* [DATASET ENTRIES]:
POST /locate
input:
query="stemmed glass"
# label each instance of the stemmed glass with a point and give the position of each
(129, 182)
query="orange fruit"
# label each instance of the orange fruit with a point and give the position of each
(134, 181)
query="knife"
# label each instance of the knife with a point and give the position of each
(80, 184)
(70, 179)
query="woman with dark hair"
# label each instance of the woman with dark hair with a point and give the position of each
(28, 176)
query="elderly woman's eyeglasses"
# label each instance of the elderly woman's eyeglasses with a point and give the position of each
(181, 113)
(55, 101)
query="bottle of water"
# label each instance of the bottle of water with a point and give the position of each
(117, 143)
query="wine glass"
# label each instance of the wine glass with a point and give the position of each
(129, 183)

* [PROBLEM TO WORK ON]: All records above need to be set down again exactly as written.

* [FINISHED TASK]:
POST /locate
input:
query="stemmed glass"
# label each instance of the stemmed glass with a point and give the position of each
(129, 182)
query="orange fruit"
# label each instance of the orange fruit with a point and give the position of each
(134, 181)
query="knife"
# label each instance of the knife with a point and give the position of each
(80, 184)
(70, 179)
query="woman with dark hair"
# label each instance of the woman with dark hair with a point and give the position of each
(28, 176)
query="elderly woman's eyeglasses"
# label each instance of the elderly woman's eyeglasses with a point and give the position of each
(181, 113)
(55, 101)
query="bottle of water"
# label each instance of the bottle of water with a point and give the position of each
(117, 143)
query="wine glass"
# label each instance of the wine glass with a point and give the position of each
(129, 183)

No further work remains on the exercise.